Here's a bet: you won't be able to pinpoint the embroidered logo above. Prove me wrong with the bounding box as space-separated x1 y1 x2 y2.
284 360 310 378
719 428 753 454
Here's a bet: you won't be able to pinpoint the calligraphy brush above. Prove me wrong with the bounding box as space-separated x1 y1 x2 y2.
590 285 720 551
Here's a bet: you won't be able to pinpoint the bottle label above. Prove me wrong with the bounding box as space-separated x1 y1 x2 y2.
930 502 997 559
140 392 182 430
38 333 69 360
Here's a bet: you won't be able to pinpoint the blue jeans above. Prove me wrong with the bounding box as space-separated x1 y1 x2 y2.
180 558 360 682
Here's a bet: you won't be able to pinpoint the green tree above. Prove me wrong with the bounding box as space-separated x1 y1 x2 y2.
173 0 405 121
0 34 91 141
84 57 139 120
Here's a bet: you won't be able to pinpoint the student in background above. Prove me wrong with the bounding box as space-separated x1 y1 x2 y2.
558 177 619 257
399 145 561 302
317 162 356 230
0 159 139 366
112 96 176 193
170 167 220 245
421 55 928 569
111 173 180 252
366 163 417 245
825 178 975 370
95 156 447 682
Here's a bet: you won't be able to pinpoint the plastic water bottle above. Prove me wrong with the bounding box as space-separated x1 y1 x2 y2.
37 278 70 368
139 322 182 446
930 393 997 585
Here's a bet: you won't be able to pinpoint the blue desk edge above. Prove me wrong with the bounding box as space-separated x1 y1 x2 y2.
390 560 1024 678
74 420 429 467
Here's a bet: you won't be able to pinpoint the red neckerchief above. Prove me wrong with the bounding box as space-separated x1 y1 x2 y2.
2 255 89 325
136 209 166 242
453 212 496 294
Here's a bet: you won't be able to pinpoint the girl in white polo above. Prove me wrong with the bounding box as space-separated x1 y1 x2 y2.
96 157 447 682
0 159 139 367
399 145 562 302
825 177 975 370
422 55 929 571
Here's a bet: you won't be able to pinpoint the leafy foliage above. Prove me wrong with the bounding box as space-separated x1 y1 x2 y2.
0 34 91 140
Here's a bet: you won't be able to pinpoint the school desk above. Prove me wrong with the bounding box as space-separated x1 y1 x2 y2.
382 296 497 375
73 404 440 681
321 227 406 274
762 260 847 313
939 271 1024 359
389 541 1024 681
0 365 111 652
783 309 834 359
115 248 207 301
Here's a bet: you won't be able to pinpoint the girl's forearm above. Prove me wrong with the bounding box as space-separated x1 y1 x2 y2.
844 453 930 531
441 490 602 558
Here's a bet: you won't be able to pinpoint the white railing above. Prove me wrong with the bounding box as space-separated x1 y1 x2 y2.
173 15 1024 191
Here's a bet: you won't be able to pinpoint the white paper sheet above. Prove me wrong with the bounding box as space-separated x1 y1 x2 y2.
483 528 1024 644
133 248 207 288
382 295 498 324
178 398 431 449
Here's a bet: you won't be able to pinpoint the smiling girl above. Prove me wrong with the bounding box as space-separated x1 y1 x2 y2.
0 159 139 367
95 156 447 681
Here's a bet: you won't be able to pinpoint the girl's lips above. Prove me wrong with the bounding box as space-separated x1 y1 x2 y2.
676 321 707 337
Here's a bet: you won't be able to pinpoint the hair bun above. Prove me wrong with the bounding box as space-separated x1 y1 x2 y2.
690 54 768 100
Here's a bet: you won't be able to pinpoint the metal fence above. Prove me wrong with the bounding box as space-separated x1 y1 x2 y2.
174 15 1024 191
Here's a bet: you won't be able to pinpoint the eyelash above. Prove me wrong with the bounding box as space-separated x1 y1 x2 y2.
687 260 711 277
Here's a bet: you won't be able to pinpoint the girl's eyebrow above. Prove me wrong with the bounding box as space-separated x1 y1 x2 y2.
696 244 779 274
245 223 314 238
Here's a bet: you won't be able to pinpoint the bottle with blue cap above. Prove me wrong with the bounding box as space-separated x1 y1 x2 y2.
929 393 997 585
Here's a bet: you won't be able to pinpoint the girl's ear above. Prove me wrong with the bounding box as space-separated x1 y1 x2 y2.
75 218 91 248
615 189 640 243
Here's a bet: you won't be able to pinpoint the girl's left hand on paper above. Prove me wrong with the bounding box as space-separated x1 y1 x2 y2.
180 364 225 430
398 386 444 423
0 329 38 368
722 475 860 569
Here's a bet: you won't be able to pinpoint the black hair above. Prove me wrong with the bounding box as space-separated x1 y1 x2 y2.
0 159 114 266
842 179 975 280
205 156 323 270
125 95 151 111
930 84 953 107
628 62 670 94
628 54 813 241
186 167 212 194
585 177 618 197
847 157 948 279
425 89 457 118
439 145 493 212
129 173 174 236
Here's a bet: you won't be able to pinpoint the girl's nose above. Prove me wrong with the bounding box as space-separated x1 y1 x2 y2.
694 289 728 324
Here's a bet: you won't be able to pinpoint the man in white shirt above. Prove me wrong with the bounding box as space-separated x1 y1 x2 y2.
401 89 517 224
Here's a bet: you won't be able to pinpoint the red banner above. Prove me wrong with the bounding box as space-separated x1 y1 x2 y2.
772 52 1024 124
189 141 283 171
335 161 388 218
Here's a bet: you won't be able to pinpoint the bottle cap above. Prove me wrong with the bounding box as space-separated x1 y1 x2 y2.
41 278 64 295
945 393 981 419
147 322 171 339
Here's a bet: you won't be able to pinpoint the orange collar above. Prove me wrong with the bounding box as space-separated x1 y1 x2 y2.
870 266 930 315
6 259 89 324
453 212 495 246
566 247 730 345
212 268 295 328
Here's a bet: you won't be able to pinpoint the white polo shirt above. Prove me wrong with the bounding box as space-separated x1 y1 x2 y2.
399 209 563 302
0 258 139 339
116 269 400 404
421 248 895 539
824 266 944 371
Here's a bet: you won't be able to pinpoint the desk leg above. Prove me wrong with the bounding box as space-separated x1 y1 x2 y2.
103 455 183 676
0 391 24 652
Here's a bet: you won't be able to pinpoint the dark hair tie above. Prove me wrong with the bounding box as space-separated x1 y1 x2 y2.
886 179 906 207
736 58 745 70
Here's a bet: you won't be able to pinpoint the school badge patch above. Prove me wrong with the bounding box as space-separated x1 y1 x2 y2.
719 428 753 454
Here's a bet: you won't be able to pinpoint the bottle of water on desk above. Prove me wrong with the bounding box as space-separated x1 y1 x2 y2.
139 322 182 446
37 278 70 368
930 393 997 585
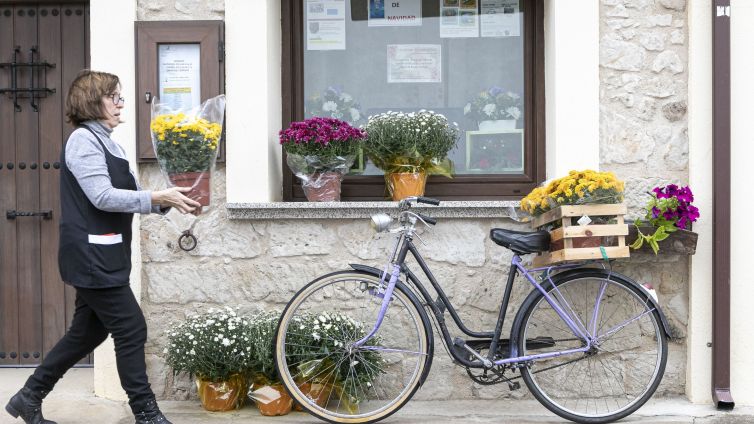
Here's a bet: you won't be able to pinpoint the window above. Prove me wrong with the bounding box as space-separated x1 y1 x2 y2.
135 21 225 161
282 0 544 200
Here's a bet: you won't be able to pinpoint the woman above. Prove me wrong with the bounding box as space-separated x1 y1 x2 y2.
5 70 199 424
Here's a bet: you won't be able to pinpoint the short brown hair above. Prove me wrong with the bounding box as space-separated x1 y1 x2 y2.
65 70 120 126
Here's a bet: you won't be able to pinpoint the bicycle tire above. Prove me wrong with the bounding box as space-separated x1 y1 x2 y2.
274 270 433 424
516 269 668 424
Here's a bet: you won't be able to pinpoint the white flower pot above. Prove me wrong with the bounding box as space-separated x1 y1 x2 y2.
478 119 516 131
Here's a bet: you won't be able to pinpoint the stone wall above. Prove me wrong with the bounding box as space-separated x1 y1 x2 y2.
137 0 689 402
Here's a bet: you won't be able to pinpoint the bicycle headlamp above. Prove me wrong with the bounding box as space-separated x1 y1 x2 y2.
370 213 393 233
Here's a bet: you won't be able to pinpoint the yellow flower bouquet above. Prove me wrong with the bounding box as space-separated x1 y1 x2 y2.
521 170 625 216
150 95 226 206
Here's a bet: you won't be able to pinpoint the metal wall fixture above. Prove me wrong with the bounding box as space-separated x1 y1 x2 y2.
0 45 56 112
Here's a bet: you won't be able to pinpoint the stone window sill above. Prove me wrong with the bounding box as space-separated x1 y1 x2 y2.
226 201 523 220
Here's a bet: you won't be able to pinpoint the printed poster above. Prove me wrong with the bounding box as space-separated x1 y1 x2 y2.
481 0 520 37
307 0 346 50
440 0 479 38
369 0 422 27
158 44 201 111
387 44 442 83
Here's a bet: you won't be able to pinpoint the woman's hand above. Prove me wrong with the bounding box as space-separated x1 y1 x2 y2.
151 187 202 215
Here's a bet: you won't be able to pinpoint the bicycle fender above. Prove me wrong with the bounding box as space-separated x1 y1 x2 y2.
348 263 435 385
510 268 673 349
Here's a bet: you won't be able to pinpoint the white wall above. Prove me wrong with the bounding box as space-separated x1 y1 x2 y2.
544 0 600 177
686 0 713 404
90 0 136 402
729 0 754 406
225 0 282 202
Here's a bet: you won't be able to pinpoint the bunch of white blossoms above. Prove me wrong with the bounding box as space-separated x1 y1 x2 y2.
165 306 254 382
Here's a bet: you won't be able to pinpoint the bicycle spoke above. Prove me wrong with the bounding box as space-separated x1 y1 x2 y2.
520 275 666 422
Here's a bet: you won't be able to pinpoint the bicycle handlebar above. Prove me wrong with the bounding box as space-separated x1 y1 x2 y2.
416 212 437 226
417 197 440 206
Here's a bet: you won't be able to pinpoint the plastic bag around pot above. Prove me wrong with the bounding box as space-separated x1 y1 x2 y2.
195 373 248 412
150 94 226 208
286 153 356 202
248 378 293 416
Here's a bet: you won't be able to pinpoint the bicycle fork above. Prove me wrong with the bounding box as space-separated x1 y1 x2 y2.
351 263 401 348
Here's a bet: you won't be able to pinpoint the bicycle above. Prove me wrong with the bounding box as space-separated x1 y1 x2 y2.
274 196 669 424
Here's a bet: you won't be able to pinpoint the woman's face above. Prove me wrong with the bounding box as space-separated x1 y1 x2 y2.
101 88 124 129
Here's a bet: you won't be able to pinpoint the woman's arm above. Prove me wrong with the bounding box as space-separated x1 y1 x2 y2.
66 129 200 214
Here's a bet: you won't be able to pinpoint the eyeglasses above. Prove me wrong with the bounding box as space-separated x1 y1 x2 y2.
108 93 125 105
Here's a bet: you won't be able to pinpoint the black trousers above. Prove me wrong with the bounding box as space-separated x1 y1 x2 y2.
25 285 154 412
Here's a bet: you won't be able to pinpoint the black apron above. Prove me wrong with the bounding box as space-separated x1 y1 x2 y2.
58 126 136 288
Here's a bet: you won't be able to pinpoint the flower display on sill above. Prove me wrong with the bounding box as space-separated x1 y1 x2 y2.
305 86 363 124
279 117 365 161
463 86 522 123
631 184 700 254
521 170 625 216
164 307 254 382
363 110 459 177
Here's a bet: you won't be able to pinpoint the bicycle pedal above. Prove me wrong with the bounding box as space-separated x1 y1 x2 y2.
507 381 521 391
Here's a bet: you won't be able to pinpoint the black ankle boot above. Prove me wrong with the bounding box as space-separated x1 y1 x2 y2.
134 399 172 424
4 387 56 424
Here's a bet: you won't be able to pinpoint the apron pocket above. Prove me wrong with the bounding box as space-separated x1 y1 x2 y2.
88 234 127 272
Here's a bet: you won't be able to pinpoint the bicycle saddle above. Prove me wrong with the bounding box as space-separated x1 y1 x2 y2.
490 228 550 255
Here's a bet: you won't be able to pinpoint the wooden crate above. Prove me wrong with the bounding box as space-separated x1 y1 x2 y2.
531 204 630 267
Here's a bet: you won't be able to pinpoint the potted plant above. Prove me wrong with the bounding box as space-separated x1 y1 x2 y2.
284 312 386 413
279 117 366 202
630 184 700 254
164 307 252 412
463 86 522 131
246 311 294 416
521 170 627 263
363 110 459 200
305 86 363 124
150 95 225 206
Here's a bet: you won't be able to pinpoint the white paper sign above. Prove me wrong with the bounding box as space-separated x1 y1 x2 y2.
387 44 442 83
158 44 201 111
369 0 422 27
440 0 479 38
481 0 520 37
307 0 347 50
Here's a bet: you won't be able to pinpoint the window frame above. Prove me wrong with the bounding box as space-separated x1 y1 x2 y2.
281 0 545 201
134 20 225 162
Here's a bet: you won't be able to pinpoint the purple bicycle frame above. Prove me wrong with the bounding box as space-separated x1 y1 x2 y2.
353 248 648 367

▸ **WHAT YOU WILL DO**: Write out only the final block of lines, starting at the line with "the window frame" and running to the end of the material.

▸ **WRITTEN RESPONSE**:
Here's a bet: you won't be able to pinpoint the window frame above. Prove me wrong with the bounding box as space-separated x1 y1 x2 y2.
281 0 545 201
134 20 225 162
Here's a bet: you won't be able to pinpoint the purple bicycle frame above. Prove me wrong with the bounding box as space-separated x1 y1 x2 y2.
353 248 648 367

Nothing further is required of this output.